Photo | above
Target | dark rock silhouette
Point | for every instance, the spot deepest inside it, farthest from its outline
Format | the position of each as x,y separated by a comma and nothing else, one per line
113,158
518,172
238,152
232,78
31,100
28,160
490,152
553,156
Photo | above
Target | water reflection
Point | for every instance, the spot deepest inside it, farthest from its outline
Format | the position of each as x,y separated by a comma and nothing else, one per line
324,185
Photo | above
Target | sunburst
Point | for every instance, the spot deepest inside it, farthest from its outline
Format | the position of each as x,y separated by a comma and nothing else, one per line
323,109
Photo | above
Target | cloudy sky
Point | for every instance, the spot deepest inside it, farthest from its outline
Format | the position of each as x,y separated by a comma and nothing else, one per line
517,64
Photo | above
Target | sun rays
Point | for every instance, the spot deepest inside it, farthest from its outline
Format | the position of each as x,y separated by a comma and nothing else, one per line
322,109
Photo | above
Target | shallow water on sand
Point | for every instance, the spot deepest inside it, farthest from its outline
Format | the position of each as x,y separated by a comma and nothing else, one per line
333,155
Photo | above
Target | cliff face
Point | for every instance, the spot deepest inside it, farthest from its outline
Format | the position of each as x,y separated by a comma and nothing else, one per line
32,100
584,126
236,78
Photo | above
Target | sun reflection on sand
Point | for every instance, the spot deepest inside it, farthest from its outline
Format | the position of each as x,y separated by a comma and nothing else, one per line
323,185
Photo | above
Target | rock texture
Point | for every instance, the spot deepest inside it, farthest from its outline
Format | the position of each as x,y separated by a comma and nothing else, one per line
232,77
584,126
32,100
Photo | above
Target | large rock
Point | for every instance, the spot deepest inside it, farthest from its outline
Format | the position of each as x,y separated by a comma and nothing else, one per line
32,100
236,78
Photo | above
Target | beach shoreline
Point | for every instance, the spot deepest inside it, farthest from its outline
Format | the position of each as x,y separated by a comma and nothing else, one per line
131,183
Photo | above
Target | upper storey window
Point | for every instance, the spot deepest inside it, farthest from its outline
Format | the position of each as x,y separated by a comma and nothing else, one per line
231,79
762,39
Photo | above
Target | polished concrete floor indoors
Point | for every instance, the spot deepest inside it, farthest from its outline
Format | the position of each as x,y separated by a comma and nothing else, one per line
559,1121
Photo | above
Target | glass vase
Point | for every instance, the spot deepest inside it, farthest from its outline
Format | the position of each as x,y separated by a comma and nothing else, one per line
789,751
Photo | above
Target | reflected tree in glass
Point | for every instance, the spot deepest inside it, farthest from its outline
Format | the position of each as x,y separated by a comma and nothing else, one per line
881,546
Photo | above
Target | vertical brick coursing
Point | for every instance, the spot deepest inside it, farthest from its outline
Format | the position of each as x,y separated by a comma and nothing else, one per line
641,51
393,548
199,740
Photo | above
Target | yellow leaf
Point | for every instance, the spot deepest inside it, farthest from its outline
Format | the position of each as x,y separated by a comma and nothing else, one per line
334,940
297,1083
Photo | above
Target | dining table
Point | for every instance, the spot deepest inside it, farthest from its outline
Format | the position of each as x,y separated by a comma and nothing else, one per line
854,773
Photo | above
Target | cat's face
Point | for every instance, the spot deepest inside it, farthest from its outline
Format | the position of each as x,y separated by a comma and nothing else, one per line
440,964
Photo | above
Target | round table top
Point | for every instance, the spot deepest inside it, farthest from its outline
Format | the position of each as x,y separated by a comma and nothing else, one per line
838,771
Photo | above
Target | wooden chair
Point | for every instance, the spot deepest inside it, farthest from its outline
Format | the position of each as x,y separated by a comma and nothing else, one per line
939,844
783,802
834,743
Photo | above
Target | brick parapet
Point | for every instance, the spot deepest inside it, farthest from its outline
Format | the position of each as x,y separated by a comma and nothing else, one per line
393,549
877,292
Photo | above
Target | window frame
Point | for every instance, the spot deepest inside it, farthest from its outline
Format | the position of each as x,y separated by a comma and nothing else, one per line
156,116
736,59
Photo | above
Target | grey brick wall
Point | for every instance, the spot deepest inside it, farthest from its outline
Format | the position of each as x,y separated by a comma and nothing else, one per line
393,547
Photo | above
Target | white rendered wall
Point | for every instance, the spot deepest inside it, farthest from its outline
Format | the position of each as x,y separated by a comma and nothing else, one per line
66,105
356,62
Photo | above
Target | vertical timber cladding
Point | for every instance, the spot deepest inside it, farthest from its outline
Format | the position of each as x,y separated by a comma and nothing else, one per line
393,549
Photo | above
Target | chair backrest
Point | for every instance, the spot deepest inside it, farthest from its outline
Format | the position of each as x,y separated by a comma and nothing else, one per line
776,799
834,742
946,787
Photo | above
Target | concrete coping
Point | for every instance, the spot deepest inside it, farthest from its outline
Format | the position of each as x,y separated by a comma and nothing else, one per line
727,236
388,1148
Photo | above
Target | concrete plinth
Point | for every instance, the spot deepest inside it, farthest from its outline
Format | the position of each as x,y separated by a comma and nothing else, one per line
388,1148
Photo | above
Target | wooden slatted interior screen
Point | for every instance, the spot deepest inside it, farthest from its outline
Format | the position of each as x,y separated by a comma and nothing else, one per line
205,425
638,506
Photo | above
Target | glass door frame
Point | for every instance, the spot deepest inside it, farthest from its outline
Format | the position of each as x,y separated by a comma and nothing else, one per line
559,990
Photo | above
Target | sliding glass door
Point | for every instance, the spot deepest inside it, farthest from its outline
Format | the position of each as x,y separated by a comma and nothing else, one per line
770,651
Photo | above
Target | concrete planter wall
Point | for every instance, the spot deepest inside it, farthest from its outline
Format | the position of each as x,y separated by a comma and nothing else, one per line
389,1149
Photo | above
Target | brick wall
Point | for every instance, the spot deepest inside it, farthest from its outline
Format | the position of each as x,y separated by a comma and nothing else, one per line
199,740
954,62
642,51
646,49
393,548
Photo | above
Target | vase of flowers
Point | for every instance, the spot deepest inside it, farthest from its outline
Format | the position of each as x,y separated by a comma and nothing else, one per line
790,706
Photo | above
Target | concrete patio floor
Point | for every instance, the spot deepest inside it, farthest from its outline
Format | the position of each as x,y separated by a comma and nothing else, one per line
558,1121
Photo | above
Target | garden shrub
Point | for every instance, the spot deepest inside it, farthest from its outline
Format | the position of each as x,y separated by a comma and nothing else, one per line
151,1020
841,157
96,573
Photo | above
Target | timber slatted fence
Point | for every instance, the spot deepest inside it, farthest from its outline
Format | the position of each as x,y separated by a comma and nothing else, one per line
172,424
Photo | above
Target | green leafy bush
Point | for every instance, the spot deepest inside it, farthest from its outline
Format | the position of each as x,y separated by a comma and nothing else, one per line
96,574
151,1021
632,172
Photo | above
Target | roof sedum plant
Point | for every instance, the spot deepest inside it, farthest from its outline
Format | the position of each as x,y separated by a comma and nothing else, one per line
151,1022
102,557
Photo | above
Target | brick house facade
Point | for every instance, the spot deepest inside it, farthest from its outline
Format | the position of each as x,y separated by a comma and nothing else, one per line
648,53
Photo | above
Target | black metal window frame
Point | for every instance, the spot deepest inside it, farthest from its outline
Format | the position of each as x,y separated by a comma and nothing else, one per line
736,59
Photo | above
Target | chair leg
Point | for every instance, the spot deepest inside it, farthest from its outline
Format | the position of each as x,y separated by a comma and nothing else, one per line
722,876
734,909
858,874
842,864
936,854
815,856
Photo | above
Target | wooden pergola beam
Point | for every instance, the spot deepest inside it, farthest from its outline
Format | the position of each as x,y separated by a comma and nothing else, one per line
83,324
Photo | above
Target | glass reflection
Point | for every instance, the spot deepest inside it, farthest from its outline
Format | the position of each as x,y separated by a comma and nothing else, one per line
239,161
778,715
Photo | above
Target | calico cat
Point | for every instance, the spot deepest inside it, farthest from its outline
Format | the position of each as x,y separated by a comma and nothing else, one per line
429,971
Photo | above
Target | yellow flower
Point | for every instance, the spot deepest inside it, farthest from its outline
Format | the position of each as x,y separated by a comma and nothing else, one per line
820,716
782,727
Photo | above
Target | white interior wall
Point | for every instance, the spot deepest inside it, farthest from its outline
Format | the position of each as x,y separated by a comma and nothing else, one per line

Work request: Check every line of the records above for the string "floor". Copy those that hold it.

Exercise result:
Target | polished concrete floor indoors
Target | concrete patio floor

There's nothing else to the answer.